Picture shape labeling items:
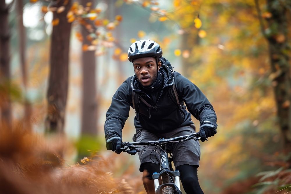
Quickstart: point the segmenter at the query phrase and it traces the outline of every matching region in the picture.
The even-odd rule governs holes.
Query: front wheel
[[[175,194],[175,193],[174,189],[169,186],[165,187],[162,190],[162,194]]]

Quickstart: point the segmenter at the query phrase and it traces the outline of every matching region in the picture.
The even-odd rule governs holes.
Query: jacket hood
[[[160,58],[160,59],[162,65],[159,70],[159,71],[161,73],[164,79],[164,82],[162,83],[163,86],[162,89],[162,90],[166,88],[173,85],[174,76],[172,66],[170,62],[164,57],[162,57]],[[141,89],[142,86],[136,75],[134,75],[132,79],[131,87],[136,93],[146,94]]]

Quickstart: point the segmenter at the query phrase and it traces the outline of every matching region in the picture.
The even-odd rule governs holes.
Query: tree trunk
[[[32,111],[30,102],[26,99],[27,86],[27,71],[25,60],[25,43],[26,35],[25,29],[23,26],[23,0],[18,0],[17,2],[18,25],[18,32],[19,36],[19,54],[21,65],[22,79],[24,88],[24,129],[30,131],[31,126],[30,122]]]
[[[54,21],[58,20],[59,23],[53,26],[52,35],[46,128],[47,131],[62,133],[64,130],[68,94],[71,25],[67,21],[66,15],[71,1],[54,0],[52,3],[52,6],[59,7],[64,6],[65,9],[60,13],[54,12]]]
[[[91,1],[82,0],[81,4],[84,7]],[[90,33],[84,26],[81,26],[84,38],[83,45],[91,45],[87,37]],[[95,136],[97,134],[97,110],[96,101],[96,60],[94,51],[83,51],[82,52],[83,65],[83,98],[82,108],[81,133],[82,135]]]
[[[265,35],[269,43],[273,85],[280,128],[285,150],[291,151],[291,77],[290,49],[287,40],[286,8],[275,0],[267,0],[272,17],[267,19],[269,34]]]
[[[1,123],[9,127],[11,126],[12,118],[8,11],[9,8],[5,0],[0,0],[0,116]]]

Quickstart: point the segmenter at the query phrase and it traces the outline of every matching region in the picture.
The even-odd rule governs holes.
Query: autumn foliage
[[[141,178],[114,177],[113,157],[95,155],[69,165],[63,157],[73,148],[64,137],[19,128],[0,131],[0,193],[144,193]]]

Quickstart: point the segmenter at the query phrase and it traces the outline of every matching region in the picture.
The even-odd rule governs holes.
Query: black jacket
[[[106,113],[104,126],[106,140],[116,136],[122,138],[122,129],[128,117],[130,106],[133,107],[132,82],[135,94],[142,97],[152,106],[152,108],[149,108],[141,101],[137,108],[136,103],[137,114],[134,122],[137,131],[144,129],[161,133],[173,130],[193,124],[191,114],[200,123],[207,121],[217,127],[216,115],[213,107],[197,86],[166,65],[162,65],[159,70],[163,82],[162,87],[157,94],[156,102],[152,100],[150,95],[152,94],[149,93],[150,92],[143,89],[135,75],[127,78],[117,89]],[[174,83],[180,106],[173,99],[171,93]],[[183,102],[190,113],[186,110]]]

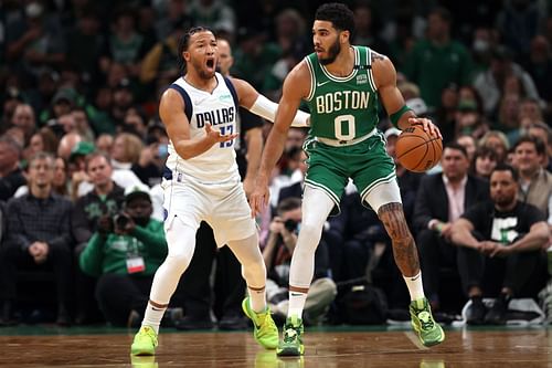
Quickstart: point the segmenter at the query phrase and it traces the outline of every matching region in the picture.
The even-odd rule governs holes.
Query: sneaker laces
[[[294,343],[298,339],[300,334],[300,326],[286,325],[284,329],[284,343]]]
[[[420,320],[420,324],[422,325],[422,329],[432,329],[435,326],[435,323],[433,322],[432,315],[427,311],[421,311],[417,313],[417,318]]]
[[[255,323],[257,324],[259,335],[269,334],[273,330],[277,330],[276,324],[273,318],[270,318],[270,311],[267,308],[266,312],[255,313]]]

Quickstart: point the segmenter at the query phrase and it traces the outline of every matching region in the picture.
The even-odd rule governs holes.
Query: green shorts
[[[385,150],[383,134],[352,146],[333,147],[307,139],[308,170],[305,185],[323,190],[336,202],[331,214],[339,213],[339,201],[349,178],[357,186],[360,198],[382,182],[396,180],[395,164]],[[365,203],[364,203],[365,204]]]

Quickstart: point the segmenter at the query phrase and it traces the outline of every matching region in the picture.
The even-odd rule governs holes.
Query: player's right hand
[[[205,123],[205,133],[206,133],[208,137],[213,140],[213,144],[229,141],[229,140],[237,138],[237,136],[238,136],[237,133],[222,135],[220,130],[213,129],[211,124],[209,124],[209,123]]]
[[[255,180],[255,187],[250,197],[252,218],[255,218],[257,213],[264,212],[269,198],[270,192],[268,191],[268,181],[264,178],[257,177]]]

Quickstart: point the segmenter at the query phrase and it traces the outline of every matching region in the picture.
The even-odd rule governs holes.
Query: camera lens
[[[128,224],[128,218],[125,214],[117,214],[114,219],[115,225],[119,229],[125,229]]]

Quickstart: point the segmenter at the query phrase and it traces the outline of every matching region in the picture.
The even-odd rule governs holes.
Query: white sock
[[[250,304],[253,312],[255,313],[265,312],[266,287],[263,287],[263,290],[253,290],[251,287],[247,287],[247,291],[250,292]]]
[[[163,317],[164,311],[167,311],[167,307],[158,308],[148,303],[141,325],[149,326],[153,328],[156,334],[159,334],[159,324],[161,323],[161,318]]]
[[[302,317],[302,309],[305,308],[305,301],[307,299],[307,293],[289,292],[289,306],[287,311],[287,316]]]
[[[424,295],[424,285],[422,284],[422,271],[418,272],[415,276],[404,276],[404,282],[406,283],[406,287],[408,287],[408,293],[411,294],[411,301],[417,301],[423,298]]]

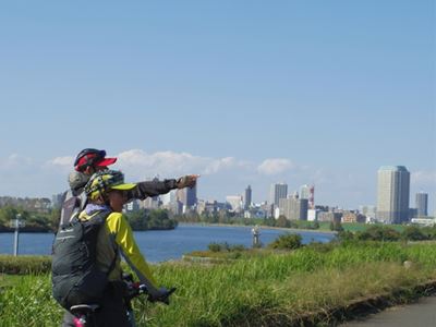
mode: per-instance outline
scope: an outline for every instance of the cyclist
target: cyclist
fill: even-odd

* _Task goal_: Swap "cyclist" for "rider" in the lines running from the line with "mode: per-instance outline" through the last line, and write those lines out again with nothing else changed.

* _Task answer_:
mode: per-instance outline
scope: an outline for every instance of the rider
target: rider
fill: even-odd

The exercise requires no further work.